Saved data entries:

==========

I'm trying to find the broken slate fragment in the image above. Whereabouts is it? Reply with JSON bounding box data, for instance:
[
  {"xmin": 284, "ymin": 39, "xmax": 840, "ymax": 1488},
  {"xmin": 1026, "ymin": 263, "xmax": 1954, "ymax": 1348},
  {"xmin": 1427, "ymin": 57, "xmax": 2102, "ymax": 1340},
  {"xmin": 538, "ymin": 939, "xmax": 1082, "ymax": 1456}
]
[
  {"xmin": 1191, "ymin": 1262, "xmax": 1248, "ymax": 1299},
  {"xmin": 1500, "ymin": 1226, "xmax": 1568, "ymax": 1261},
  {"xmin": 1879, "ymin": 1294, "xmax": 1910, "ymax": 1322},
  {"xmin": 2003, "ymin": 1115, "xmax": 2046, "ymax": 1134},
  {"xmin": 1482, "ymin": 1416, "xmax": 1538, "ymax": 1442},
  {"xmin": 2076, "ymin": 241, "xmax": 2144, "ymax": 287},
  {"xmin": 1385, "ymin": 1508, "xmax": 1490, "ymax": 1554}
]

==========

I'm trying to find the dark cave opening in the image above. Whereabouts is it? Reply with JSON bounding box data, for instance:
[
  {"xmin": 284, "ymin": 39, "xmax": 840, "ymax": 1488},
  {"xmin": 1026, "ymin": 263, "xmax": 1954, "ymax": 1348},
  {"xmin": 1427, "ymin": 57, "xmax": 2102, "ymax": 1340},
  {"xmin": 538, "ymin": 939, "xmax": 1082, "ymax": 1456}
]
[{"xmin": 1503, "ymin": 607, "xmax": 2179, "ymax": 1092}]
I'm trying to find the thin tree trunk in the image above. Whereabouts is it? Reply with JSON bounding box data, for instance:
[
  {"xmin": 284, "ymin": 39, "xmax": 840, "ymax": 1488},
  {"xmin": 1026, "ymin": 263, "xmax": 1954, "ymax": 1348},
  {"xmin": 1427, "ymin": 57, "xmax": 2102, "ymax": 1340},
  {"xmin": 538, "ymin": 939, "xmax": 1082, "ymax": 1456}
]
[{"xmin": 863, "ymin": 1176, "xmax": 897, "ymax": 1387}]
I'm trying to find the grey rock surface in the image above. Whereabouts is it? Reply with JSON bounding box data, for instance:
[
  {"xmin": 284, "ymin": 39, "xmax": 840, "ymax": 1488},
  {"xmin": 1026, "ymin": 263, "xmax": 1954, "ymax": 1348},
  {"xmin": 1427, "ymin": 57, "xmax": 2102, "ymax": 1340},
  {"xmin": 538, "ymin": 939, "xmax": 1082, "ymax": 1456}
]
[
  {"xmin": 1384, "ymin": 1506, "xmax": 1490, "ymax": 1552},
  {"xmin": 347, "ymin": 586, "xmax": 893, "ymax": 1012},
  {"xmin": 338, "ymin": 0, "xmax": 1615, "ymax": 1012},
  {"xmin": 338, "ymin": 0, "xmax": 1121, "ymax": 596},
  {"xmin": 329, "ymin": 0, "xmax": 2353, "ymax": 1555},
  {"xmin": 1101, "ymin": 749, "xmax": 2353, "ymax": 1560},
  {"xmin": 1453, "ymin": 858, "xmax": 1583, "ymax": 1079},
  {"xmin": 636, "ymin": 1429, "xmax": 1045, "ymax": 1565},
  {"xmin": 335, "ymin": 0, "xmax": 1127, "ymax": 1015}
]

==========

WORK ORDER:
What lines hold the string "above"? Pick them out of the data.

RESPONSE BOX:
I'm trying to find the broken slate fragment in the image above. Whereabouts is it? Reply with JSON bounding box data, for instance:
I'm trying to find the dark cave opening in the image above. Whereabouts is it? Reply with JSON bounding box data, for instance:
I'm trying to find the thin tree trunk in the image above. Whereabouts is it? Reply with JSON bounding box data, for instance:
I'm trying to find the grey rock surface in the image above. Whereabouts is it? Reply with JSON bounding box data, for instance:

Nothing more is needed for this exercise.